--- START ---

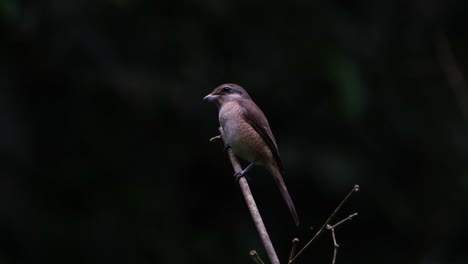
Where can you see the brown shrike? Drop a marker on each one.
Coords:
(247, 132)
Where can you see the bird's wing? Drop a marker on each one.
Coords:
(260, 124)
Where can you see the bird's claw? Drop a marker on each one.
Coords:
(226, 147)
(239, 175)
(215, 137)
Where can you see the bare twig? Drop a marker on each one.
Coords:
(257, 218)
(295, 242)
(255, 257)
(355, 189)
(350, 217)
(332, 230)
(452, 71)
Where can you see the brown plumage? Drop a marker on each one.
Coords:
(248, 133)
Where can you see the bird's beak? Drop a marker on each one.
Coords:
(209, 98)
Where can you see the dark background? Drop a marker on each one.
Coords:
(104, 136)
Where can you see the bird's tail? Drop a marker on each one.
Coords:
(284, 192)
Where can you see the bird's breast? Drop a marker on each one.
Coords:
(239, 134)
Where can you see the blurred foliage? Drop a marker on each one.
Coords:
(104, 137)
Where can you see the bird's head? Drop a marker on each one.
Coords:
(226, 92)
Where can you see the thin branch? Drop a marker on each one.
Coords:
(255, 257)
(355, 189)
(295, 242)
(257, 218)
(332, 230)
(350, 217)
(452, 71)
(335, 246)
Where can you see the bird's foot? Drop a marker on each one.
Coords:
(215, 137)
(226, 147)
(239, 174)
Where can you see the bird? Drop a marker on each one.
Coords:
(247, 132)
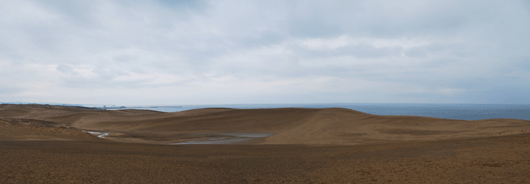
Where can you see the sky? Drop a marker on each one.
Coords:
(261, 52)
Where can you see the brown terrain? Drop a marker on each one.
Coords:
(56, 144)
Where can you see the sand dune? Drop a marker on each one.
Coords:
(331, 126)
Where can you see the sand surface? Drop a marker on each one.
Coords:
(54, 144)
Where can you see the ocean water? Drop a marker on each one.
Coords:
(447, 111)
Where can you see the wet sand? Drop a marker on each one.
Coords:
(46, 144)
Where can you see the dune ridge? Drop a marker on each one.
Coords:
(330, 126)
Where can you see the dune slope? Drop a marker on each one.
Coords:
(288, 125)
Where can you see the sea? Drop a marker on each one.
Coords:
(447, 111)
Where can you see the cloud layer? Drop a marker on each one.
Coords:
(232, 52)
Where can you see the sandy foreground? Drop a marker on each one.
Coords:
(55, 144)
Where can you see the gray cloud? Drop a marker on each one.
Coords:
(193, 52)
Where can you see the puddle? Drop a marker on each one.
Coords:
(99, 134)
(226, 138)
(188, 138)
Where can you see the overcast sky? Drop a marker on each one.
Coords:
(247, 52)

--- END ---

_Task_
Set down the records precisely as they appear. Any picture stays out.

_Answer space_
Where can you see the brown shrike? Drop a marker on each one.
Coords:
(247, 132)
Where can you see the bird's wing? Drop a marker on each one.
Coords:
(260, 124)
Where can you see the bird's claw? Drop a marker on each one.
Coords:
(226, 147)
(239, 175)
(215, 137)
Where can you see the bare twig? Drop a marker on each one.
Coords:
(257, 218)
(295, 242)
(255, 257)
(355, 189)
(350, 217)
(332, 230)
(452, 71)
Where can you see the brown plumage? Drop a marker on each one.
Coords:
(248, 133)
Where can you see the bird's beak? Drop a marker on each one.
Coords:
(209, 98)
Where can you see the dark background? Drop a marker on each one.
Coords:
(104, 136)
Where can you see the bird's tail? Drop a marker on each one.
Coords:
(284, 192)
Where can you see the bird's breast? Drop a marker on each one.
Coords:
(239, 134)
Where can you see the blurred foliage? Drop a marker on each one.
Coords:
(104, 137)
Where can you see the bird's head? Drop a marker on each one.
Coords:
(226, 92)
Where can you see the thin branch? Drop a marker on each one.
Coords:
(255, 257)
(355, 189)
(295, 242)
(257, 218)
(332, 230)
(350, 217)
(452, 71)
(335, 246)
Where can you see the bird's foot? Drop a marker on each one.
Coords:
(215, 137)
(226, 147)
(239, 174)
Where can you see the bird? Drop a marker on each one.
Coords:
(247, 132)
Where can you see the sky? Drop a marker on each one.
Coords:
(261, 52)
Where can you see the brown terrain? Drop a marker on each one.
Coords:
(56, 144)
Where can you see the sand dune? Drop a marker on each one.
Coords:
(331, 126)
Where can you see the sand surface? Drop a marker on each one.
Coords:
(54, 144)
Where can you see the ocean water? Drop a marker on each one.
Coords:
(447, 111)
Where can you see the wet sand? Drop a marker on each one.
Coords:
(46, 144)
Where can you see the dune ridge? Drop a marker on each one.
Coords:
(330, 126)
Where can you see the dune slope? Drop a marker on each one.
Coords:
(288, 125)
Where can you see the sea? Drop a marker on each one.
Coords:
(447, 111)
Where can you see the cloud layer? Drop a marker on each one.
Coords:
(232, 52)
Where can you see the sandy foreground? Drop a marker on each one.
Coords:
(55, 144)
Where can you see the gray cloud? Drop a marker on each one.
Coords:
(193, 52)
Where can you see the puddle? Drop a marker on each one.
Coords:
(99, 134)
(226, 138)
(188, 138)
Where can you see the overcast sky? Drop a marker on each one.
Coords:
(247, 52)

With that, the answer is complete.